EXERCISE GOAL
Omitting all images, set down every line below exactly as it appears.

SOURCE MATERIAL
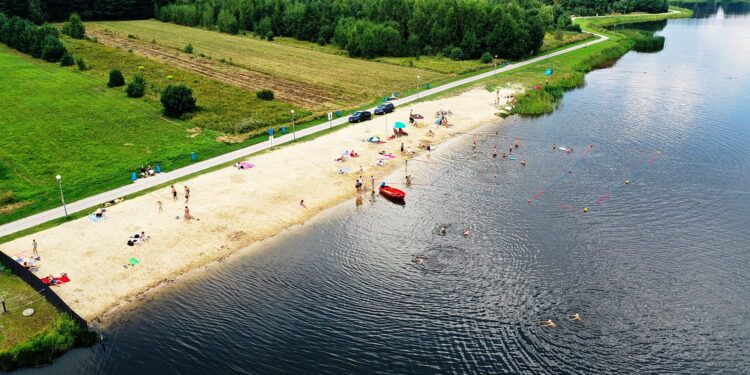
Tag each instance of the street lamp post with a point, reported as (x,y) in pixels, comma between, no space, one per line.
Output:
(294,133)
(62,195)
(418,85)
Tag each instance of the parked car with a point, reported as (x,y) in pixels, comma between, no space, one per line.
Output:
(360,116)
(384,108)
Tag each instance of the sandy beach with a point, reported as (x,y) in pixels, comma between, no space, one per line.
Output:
(232,208)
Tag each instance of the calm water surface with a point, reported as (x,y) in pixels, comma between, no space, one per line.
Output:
(658,269)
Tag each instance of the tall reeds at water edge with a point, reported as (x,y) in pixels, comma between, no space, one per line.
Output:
(545,100)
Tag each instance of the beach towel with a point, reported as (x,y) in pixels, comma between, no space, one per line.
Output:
(97,219)
(61,280)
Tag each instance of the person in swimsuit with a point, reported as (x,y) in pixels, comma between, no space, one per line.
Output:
(548,323)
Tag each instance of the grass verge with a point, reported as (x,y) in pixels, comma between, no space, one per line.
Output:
(38,339)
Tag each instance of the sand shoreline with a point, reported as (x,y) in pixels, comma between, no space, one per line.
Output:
(239,210)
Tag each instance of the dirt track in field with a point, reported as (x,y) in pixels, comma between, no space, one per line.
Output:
(305,96)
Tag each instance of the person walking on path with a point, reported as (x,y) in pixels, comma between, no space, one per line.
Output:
(34,253)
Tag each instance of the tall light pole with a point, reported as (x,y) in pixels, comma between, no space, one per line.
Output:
(294,133)
(419,84)
(62,195)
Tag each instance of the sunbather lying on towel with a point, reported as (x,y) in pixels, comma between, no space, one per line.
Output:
(56,280)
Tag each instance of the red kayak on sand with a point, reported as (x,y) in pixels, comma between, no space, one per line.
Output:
(392,192)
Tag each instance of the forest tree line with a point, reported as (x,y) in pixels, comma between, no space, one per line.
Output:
(460,29)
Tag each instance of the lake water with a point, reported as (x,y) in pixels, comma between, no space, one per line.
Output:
(657,268)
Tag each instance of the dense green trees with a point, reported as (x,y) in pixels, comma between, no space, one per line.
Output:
(177,100)
(38,41)
(74,27)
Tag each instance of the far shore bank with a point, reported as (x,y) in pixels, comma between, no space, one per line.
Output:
(233,208)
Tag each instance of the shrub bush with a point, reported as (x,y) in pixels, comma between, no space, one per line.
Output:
(116,79)
(137,87)
(81,63)
(486,58)
(264,94)
(67,59)
(53,49)
(177,100)
(74,27)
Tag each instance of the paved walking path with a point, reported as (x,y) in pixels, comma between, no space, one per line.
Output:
(143,184)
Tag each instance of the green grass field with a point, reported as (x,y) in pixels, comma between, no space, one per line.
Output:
(14,327)
(59,121)
(354,81)
(222,106)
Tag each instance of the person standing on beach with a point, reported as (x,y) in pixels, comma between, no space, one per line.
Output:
(34,253)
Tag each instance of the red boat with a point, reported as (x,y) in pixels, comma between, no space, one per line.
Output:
(392,192)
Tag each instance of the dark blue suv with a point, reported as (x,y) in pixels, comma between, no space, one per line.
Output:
(360,116)
(384,108)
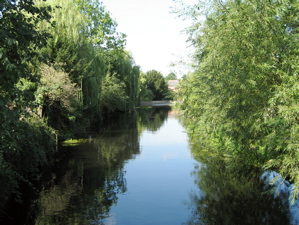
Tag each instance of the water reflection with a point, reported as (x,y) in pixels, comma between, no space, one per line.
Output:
(232,199)
(86,183)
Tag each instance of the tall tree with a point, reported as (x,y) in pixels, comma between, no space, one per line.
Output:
(156,83)
(242,95)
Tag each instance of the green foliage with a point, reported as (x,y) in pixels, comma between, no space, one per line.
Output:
(122,66)
(171,76)
(27,146)
(19,40)
(242,98)
(101,28)
(114,96)
(156,83)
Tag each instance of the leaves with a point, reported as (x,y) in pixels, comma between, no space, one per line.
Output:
(243,96)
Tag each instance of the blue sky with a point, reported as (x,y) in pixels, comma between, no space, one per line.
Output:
(154,35)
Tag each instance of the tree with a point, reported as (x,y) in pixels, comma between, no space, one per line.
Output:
(26,141)
(171,76)
(242,96)
(156,83)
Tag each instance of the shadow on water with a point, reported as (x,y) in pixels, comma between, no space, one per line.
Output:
(86,181)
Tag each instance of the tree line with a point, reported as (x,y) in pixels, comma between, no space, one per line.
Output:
(63,68)
(242,98)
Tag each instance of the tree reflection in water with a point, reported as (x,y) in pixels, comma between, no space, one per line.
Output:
(228,198)
(87,182)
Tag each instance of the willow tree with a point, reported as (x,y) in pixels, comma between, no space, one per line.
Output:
(243,95)
(69,49)
(26,142)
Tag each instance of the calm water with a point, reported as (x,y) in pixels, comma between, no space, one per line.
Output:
(139,170)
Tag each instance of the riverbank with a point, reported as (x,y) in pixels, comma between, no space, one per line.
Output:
(157,103)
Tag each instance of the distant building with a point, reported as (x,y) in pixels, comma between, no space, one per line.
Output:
(172,84)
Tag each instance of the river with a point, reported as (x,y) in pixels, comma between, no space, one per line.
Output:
(139,170)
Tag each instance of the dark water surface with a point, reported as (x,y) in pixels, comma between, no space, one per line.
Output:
(139,170)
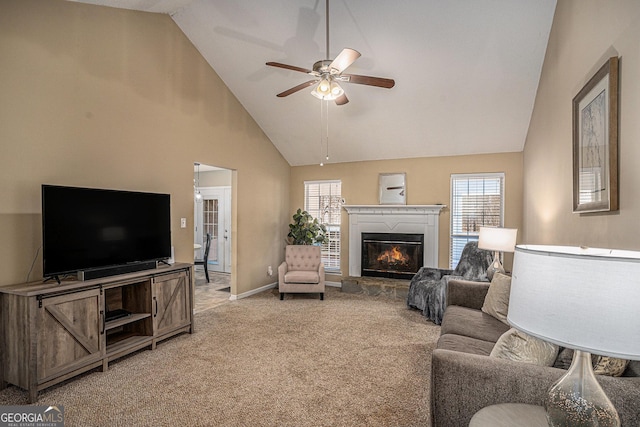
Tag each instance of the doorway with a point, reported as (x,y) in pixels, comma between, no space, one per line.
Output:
(212,216)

EXERCISE ANSWER
Tag each instance of the street lamp post with a point, reported as (x,y) in pixels, comma between, no space, one per line.
Output:
(294,133)
(62,195)
(418,85)
Tag each instance of the parked car with a point, reported as (x,y) in pixels, comma between, no space, one per line.
Output:
(360,116)
(384,108)
Tag each instance of the sandy beach with a point, reported as (x,y) in pixels, comma between, no space, one per line.
Output:
(232,208)
Tag each instance of the calm water surface with a point, reported as (x,y) in pixels, comma between, no space, one per line.
Output:
(658,269)
Tag each instance of the tall reeds at water edge with a point, reported as (x,y) in pixels, comma between, no space, one per line.
Output:
(545,100)
Tag each instance of the beach towel with a point, reported as (x,y) in pixels, comma between, no space, one per line.
Output:
(97,219)
(61,280)
Tag each instance of the person in swimsuit with a point, reported as (x,y) in pixels, comma between, no space, one per line.
Output:
(548,323)
Tag each instance of the grass verge with a point, reported as (x,y) in pixels, comma between, no space, one per line.
Output:
(38,339)
Tag each instance of the sand shoreline with a point, reported as (x,y) in pixels, comma between, no space, one per line.
Output:
(239,210)
Tag each instance of the dirt track in field with a point, reported as (x,y) in pixels, comma between, no space, one per line.
Output:
(305,96)
Tag each instance of the person walking on path with a point, reported as (x,y) in pixels, comma between, no space, one per line.
Output:
(34,253)
Tag each instance of the tall light pole with a point, reported as (x,y) in pixels, comma between, no space, one per line.
Output:
(294,133)
(419,84)
(62,195)
Tag each instance of the sunbather lying on towel with a point, reported as (x,y) in pixels, comma between, no space, one per line.
Output:
(56,280)
Tag each instance of the red kayak on sand with a point, reported as (x,y) in pixels, comma between, no space, one per line.
Output:
(392,192)
Tag each instance of the forest tree line with a point, reported as (x,y) in pixels, comma between, no space, one per line.
Output:
(460,29)
Tag each instance of the lake water with a point, reported as (x,y) in pixels, comma between, no space, one per line.
Output:
(657,268)
Tag each instance of the dense green trees with a point, reported as (x,y) in pixels, comma between, no space, one per line.
Output:
(177,100)
(38,41)
(74,27)
Tag each instance of the far shore bank with a point, reported as (x,y) in pixels, comma between, no space, one per line.
Output:
(233,208)
Tag each instance of the shrub bush with a point, reported as (x,y) in pixels, comma between, no space, one per line.
Output:
(116,79)
(137,87)
(81,63)
(486,58)
(264,94)
(67,59)
(53,49)
(177,100)
(74,27)
Tag each instance of the paved walking path with a point, reported as (x,y) in pixels, comma between, no space, one per line.
Output:
(143,184)
Tag each instance of the green grass field with a point, reported as (x,y) in pixels, comma between, no space, one per line.
Output:
(14,327)
(59,121)
(354,81)
(222,106)
Tag each instance of the person standing on beach with a point, reported as (x,y) in pixels, comma between, no space, one per line.
Output:
(34,253)
Tag each instance of the red boat with a point, reported as (x,y) in pixels, comma between, no space, one per line.
Output:
(392,192)
Tag each instance of the dark blue suv with a point, reported as (x,y) in pixels, comma between, no space, one per line.
Output:
(360,116)
(384,108)
Tag each instance of the water reflection with a point, reported as (x,y) in pixels, comma between, no space, one per line.
Output:
(232,199)
(86,183)
Tag each instance of the tall tree with a point, reported as (x,y) in pixels, comma between, no space, one per line.
Output:
(156,83)
(242,95)
Tag each instance of the green foliage with a point, reported as (x,y) in pixels, comma between, no space, one per line.
Output:
(122,66)
(171,76)
(27,146)
(19,40)
(242,98)
(101,28)
(114,96)
(156,83)
Tag each instance of the leaves with a point, reported as (x,y) in pixels, comma between, no space, one per line.
Output:
(243,96)
Tag each instance of the blue sky with a point, reported as (x,y) in pixels, comma between, no space, one per line.
Output:
(154,35)
Tag each instance of the tree with a point, reported as (x,y) in pixels, comma between, no space, one per line.
Output:
(26,141)
(171,76)
(242,96)
(156,83)
Tag each instance of the shadow on water with a point, reported as (x,y) in pixels, comma between, no space, one per line.
Output:
(86,181)
Tag each instance of the tree line with a point, reported as (x,y) in pixels, comma between, no space, one per line.
Output:
(63,68)
(242,98)
Tag each instance of the tree reflection in water with a point, reported as (x,y) in pixels, comma between, no space, one per line.
Output:
(228,198)
(87,182)
Tag each instance of the willow tree with a point, reported as (x,y) in pixels, comma between, no space, one per line.
Output:
(243,95)
(69,49)
(26,142)
Tag each instance of the calm water with a point, reported as (x,y) in pixels, comma between, no space, one per line.
Output:
(139,170)
Tag each instance of the riverbank with a point, reported as (x,y) in pixels, comma between, no space, one per line.
Output:
(157,103)
Tag each instance of the distant building with a point, reported as (x,y) in pixels, comma between, no space, one per line.
Output:
(172,84)
Tag each instance of the river with a point, reported as (x,y) in pixels, comma between, no space, one per line.
Output:
(139,170)
Tag each instance of the dark water surface with a point, reported as (x,y) in pixels, comma between, no space, one per line.
Output:
(139,170)
Tag each instance of the doorway with a point, reported as (x,y) in pixels, comma between, no space, one per line.
Output:
(212,216)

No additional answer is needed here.